#### Objective:
Update everything from the line containing "Consider the photo above. For every instance of the white ski" down to the end of the items, replacing "innermost" with "most central" and leaving all else unchanged. Give only those lines, and leave the pictures out.

— begin —

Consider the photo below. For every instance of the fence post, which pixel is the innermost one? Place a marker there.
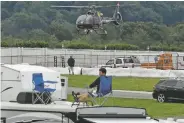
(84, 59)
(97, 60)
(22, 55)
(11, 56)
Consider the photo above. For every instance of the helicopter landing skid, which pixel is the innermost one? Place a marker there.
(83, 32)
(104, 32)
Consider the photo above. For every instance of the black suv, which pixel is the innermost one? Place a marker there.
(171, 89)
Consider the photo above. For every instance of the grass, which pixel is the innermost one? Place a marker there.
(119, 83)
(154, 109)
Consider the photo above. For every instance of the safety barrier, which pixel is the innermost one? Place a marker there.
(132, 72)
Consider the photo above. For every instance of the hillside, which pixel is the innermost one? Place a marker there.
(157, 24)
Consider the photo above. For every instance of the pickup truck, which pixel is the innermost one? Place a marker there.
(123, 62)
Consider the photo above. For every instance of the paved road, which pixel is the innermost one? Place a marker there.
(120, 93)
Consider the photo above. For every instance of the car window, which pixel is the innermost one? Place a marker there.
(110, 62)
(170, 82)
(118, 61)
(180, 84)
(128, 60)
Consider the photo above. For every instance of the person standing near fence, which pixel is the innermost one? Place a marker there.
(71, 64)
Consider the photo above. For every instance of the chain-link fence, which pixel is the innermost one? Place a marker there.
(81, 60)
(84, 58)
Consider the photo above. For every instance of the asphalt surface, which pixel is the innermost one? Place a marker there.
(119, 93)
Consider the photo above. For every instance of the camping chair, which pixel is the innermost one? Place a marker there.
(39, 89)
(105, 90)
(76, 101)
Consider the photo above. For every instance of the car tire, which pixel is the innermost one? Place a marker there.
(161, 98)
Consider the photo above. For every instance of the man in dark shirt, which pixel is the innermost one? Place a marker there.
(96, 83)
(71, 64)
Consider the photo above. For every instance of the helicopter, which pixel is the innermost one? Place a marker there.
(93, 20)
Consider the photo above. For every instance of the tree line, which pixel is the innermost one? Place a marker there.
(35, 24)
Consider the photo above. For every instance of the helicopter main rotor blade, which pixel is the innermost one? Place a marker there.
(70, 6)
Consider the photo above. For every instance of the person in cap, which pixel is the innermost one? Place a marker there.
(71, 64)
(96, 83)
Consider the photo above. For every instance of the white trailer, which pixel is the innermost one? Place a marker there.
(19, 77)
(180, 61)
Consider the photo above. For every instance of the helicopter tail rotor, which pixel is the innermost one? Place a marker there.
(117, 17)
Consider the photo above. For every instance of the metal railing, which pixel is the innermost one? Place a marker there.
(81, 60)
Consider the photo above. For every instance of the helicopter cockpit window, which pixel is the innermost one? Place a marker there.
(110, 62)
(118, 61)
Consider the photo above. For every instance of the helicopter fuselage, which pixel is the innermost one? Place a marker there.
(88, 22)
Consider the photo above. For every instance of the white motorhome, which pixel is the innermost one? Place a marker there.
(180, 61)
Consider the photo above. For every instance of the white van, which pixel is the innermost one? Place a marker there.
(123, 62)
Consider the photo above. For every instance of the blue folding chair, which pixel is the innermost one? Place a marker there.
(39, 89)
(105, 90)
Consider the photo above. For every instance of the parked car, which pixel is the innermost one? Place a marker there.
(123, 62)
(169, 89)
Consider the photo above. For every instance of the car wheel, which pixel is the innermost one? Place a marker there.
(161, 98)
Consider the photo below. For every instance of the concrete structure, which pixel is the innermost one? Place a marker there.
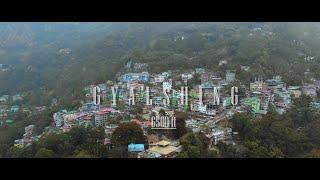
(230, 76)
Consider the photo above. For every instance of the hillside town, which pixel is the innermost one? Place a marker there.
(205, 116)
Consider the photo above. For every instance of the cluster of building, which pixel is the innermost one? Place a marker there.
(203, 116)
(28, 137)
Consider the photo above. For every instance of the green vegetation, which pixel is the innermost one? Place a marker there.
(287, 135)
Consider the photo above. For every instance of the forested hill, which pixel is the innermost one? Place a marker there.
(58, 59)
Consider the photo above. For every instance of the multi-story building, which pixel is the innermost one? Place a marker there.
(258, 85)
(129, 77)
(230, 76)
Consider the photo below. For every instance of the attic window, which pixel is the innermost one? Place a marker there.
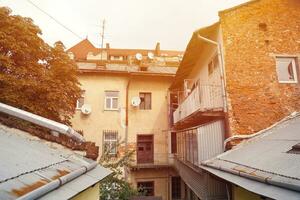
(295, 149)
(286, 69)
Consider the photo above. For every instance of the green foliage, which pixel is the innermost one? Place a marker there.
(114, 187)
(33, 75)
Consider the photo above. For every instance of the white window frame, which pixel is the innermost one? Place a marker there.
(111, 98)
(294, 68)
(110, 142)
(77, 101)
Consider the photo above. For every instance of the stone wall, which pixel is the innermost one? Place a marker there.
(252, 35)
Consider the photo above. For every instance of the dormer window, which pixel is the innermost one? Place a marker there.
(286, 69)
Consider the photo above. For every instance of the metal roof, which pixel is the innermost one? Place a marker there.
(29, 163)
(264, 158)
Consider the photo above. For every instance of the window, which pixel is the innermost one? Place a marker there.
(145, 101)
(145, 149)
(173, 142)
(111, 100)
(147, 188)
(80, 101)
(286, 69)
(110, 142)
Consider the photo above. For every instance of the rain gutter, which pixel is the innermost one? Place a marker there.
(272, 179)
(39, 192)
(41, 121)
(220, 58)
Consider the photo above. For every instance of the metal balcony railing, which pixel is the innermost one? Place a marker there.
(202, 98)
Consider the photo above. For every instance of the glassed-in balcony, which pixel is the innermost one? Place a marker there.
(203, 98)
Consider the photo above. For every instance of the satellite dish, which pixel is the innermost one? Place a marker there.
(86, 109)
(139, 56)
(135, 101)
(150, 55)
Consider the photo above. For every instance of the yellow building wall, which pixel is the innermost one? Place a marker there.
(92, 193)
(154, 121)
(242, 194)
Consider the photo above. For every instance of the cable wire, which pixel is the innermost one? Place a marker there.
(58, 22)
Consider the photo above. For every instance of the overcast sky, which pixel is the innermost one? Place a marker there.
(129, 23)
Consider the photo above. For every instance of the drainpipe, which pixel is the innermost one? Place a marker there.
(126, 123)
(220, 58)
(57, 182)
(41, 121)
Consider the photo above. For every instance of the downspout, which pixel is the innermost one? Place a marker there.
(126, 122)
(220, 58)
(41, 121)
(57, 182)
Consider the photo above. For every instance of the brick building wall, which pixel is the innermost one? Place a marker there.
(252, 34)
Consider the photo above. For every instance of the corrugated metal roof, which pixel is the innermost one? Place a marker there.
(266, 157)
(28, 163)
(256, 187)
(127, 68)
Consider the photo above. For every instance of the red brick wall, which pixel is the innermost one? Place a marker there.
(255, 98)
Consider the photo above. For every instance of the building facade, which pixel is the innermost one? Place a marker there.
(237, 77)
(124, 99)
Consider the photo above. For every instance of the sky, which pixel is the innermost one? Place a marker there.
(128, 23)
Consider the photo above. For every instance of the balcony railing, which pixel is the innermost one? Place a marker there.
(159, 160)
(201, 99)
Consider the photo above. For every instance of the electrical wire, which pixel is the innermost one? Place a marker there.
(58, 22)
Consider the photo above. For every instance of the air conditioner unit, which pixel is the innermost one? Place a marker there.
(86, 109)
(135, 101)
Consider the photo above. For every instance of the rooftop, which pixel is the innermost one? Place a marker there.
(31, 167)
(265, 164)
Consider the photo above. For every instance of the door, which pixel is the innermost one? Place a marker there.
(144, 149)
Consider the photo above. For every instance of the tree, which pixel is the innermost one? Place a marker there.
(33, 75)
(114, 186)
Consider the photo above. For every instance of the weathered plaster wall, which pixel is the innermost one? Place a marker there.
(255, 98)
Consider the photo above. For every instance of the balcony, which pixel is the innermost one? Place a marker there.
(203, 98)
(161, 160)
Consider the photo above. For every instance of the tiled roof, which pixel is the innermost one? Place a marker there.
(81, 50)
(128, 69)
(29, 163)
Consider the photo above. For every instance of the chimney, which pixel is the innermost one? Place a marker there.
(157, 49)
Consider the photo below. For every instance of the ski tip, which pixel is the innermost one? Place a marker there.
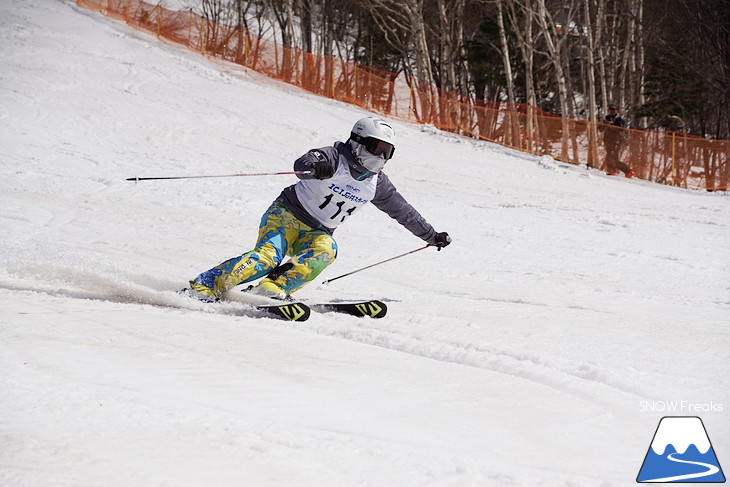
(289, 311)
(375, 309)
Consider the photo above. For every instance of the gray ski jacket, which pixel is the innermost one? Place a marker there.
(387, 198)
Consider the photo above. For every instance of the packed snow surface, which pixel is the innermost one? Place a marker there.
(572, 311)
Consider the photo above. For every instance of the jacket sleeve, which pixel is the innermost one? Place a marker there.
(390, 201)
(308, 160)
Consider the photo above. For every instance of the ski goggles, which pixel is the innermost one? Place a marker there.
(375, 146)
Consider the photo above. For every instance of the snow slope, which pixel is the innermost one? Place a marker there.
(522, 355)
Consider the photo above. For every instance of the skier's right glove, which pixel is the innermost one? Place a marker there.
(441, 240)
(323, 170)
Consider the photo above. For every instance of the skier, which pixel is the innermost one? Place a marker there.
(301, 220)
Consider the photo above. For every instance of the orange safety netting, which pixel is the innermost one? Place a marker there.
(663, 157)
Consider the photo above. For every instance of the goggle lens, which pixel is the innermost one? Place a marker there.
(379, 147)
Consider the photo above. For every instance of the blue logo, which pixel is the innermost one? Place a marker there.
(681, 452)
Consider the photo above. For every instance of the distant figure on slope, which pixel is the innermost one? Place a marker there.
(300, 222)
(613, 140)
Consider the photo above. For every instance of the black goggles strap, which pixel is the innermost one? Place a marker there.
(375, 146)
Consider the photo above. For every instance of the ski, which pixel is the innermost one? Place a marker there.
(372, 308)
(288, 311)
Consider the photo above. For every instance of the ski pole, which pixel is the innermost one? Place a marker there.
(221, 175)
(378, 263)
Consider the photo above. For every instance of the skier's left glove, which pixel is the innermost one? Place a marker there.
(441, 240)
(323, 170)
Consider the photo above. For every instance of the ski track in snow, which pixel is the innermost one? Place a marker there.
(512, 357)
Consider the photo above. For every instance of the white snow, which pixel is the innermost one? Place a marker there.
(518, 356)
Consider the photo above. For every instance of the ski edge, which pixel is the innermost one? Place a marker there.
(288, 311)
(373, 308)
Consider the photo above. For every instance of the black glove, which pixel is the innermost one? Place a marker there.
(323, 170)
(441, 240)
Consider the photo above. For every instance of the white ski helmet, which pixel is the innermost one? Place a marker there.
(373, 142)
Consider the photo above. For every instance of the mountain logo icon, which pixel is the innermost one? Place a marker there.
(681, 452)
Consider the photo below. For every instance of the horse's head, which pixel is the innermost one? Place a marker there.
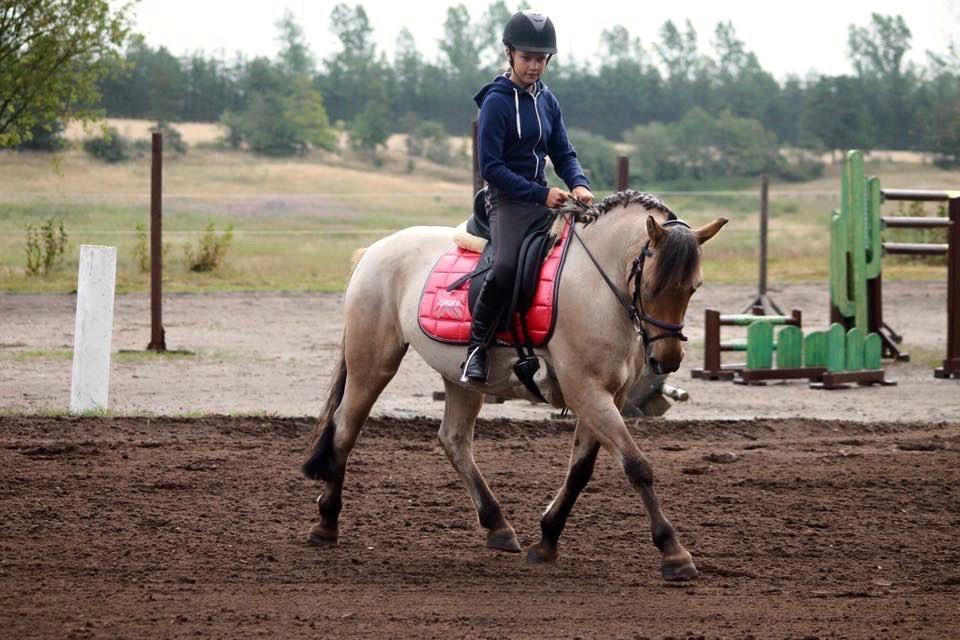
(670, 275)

— end —

#### Result of this exercise:
Consider the photo above. For every instance of the white ski helmet, which pixel is the most central one? Place a marker there.
(373, 142)
Consider the photo above. For every instance of the mountain logo icon, which pixel is the most central one? Place a marker there.
(681, 452)
Consider the photo below. For every instance of the horse's head, which pixel is the most central one? Place a marker there.
(670, 275)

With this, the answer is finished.